Provided passage:
- - -
# 3Pt hitch weak



## JD3430 (Jan 1, 2012)

So I took delivery of my hydraulic swing flail mower today. it IS a beast!

We fitted it to the 3pt and I was shocked that the McCormick would NOTpick it up!!

According to Tractor Data, the McCormick CX 110 has a 3pt lift capacity of 7,050lbs (9,800 optional).

The mower is cantilevered a decent amount back from the 3pt links, but it weighs 1360Kg or 3,000lbs.

So if the 3pt is weak, where do I start? Of course eliminating the simple, cheap things first. Tractor has 2,100hrs and is in pretty good condition overall.


----------



## Thorim (Jan 19, 2015)

Check hydraulic oil level may be low...


----------



## Orchard6 (Apr 30, 2014)

Have you tried adjusting your draft control? Was it warmed up good? My Deere 5105m lifts heavy loads extremely slow the first few times until the oil gets warmed up.


----------



## hog987 (Apr 5, 2011)

Can put a pressure gauge into the hydraulic outlets and see what the pressure is. This will tell you if pressure is up to specs. If not up to specs might be plugged filters or maybe a bad hydraulic pump, or the pressure relief is set too low. I know of some guys who would get a new tractor and use on old equipment. The pressure is a lot higher on a new tractor than say one that's 40+ years old. Than the guys had leaks everywhere, popping hoses of cylinders etc. Instead of fixing all the old stuff, they would just turn down the pressure on the new tractor.


----------



## SCtrailrider (May 1, 2016)

Filter maybe ?? did it grunt any or just quit tiring ??


----------



## Tx Jim (Jun 30, 2014)

Ditto on checking hyd pressure then check rockshaft relief valve pressure setting.


----------



## JD3430 (Jan 1, 2012)

Tx Jim said:


> Ditto on checking hyd pressure then check rockshaft relief valve pressure setting.


Hey Jim, thanks. Do you know where to start lookin for that valve?


----------



## Tx Jim (Jun 30, 2014)

My GUESS is rockshaft relief valve is incorporated in RS control valve housing. I will do some investigation to see if I can locate it.


----------



## slowzuki (Mar 8, 2011)

Check draft control and if you have electronic controls look over the various secondary dials carefully. There is a height limit one and also if the transport mode is enable it won't let the hitch go up all the way.


----------



## JD3430 (Jan 1, 2012)
- - -
Listing:
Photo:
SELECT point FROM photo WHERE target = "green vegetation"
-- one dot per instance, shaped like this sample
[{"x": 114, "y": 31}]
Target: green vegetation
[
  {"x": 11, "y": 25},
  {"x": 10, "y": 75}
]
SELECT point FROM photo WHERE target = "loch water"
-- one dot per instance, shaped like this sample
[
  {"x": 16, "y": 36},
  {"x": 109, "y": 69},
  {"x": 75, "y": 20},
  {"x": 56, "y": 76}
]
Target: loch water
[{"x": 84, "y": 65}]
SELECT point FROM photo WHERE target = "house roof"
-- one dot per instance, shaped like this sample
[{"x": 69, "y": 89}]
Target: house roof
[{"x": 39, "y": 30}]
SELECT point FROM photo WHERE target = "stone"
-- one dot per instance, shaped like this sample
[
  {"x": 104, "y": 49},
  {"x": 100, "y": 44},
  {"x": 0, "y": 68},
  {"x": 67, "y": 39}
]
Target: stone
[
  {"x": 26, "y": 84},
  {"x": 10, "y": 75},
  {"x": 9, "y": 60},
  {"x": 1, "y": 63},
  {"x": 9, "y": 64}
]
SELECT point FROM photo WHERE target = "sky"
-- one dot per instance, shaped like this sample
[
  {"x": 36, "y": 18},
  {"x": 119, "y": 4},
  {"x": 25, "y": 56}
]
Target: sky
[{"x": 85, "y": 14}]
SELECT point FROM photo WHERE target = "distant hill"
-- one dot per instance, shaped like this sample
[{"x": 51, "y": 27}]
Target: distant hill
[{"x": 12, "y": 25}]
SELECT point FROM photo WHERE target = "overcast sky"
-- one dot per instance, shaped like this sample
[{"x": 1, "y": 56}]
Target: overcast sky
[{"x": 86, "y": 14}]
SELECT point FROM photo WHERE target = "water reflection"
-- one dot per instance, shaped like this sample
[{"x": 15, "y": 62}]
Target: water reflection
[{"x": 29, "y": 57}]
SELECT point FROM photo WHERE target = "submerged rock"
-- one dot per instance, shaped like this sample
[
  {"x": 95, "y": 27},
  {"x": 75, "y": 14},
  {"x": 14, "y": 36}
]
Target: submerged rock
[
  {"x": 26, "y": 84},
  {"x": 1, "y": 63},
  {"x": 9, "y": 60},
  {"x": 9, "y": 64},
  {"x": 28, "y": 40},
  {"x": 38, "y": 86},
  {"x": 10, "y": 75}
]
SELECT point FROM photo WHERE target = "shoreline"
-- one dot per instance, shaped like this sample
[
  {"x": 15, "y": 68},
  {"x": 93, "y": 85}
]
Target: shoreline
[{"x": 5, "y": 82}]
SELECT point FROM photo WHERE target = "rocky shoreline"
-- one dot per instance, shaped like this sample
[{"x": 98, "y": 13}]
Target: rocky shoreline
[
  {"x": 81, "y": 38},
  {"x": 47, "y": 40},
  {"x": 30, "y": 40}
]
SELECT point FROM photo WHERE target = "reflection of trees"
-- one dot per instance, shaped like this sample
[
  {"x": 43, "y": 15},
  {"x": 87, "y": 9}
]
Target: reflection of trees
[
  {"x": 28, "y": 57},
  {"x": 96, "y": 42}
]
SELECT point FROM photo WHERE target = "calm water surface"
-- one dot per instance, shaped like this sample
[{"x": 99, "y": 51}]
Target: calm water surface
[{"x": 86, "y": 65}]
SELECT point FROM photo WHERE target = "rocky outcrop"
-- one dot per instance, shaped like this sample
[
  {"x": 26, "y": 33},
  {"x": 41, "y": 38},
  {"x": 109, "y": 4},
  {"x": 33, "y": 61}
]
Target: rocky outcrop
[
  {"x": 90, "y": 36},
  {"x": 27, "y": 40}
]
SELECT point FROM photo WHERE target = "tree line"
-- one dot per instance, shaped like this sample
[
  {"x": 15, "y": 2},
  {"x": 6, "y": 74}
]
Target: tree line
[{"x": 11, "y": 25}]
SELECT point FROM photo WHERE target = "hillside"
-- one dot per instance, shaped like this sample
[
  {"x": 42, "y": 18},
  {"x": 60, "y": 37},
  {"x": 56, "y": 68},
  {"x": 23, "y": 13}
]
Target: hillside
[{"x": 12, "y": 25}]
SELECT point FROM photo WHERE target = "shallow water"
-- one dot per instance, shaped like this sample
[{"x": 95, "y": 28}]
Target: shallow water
- - -
Objectives:
(1) For each statement, say whether it agrees with the hitch thread, answering yes or no and quoting the deciding words: (a) the mower weighs 3,000 lbs; (b) the tractor has about 1,200 hours; (c) Tx Jim states with certainty where the rockshaft relief valve is located.
(2) In the hitch thread, which mode does slowzuki say keeps the hitch from rising all the way when it is enabled?
The listing above comes from a separate source.

Responses to the tasks:
(1)
(a) Yes: "it weighs 1360Kg or 3,000lbs."
(b) No: "Tractor has 2,100hrs"
(c) No: "My GUESS is rockshaft relief valve is incorporated in RS control valve housing."

(2) Transport mode.